Text shown.
==*==
Black and white visualizations of old Tarzan movies instantly flooded my mind when I read this morning’s newspaper about Cheeta. Cheeta the chimp, who starred in several, if not all of the Tarzan movies, was captured in Africa in 1930 and brought to Hollywood. Although I definitely dream and visualize in color in this case I could not because the movies were in black and white.

In the photo accompanying the article Cheeta appears frizzled and grizzled yet not all that bad for 74 today. He still has all of his teeth. Stated in the article is an interesting statistic: “Chimps rarely live past the age of 40 in the wild, but can reach 60 in captivity.”

This interesting statistic regarding a primate, not actually considered to be all that close to the class of primates called homo sapiens (supposedly we have a more direct connection back to the lemurs), is that I myself turn 62 this month, well on my way towards 74. Born and aised in captivity I have nonetheless managed to escape into the wild for several years before being reeled back in to the prison of our society barred with the steel security of health insurance, the purchasing power of money, and a myriad of technical objects captivating in their stimulation rivaled only by the responses elicited by the opposite sex resulting in male multiple orgasm (no, its not ALL about me).
==*==
What the exercise asks. Write out the entire text about Cheeta the chimp, word for word and without any changes.

Object position labeling entries:
==*==
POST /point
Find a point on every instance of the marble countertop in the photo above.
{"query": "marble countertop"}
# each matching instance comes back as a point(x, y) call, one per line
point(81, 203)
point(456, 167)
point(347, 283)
==*==
Task result.
Black and white visualizations of old Tarzan movies instantly flooded my mind when I read this morning’s newspaper about Cheeta. Cheeta the chimp, who starred in several, if not all of the Tarzan movies, was captured in Africa in 1930 and brought to Hollywood. Although I definitely dream and visualize in color in this case I could not because the movies were in black and white.

In the photo accompanying the article Cheeta appears frizzled and grizzled yet not all that bad for 74 today. He still has all of his teeth. Stated in the article is an interesting statistic: “Chimps rarely live past the age of 40 in the wild, but can reach 60 in captivity.”

This interesting statistic regarding a primate, not actually considered to be all that close to the class of primates called homo sapiens (supposedly we have a more direct connection back to the lemurs), is that I myself turn 62 this month, well on my way towards 74. Born and aised in captivity I have nonetheless managed to escape into the wild for several years before being reeled back in to the prison of our society barred with the steel security of health insurance, the purchasing power of money, and a myriad of technical objects captivating in their stimulation rivaled only by the responses elicited by the opposite sex resulting in male multiple orgasm (no, its not ALL about me).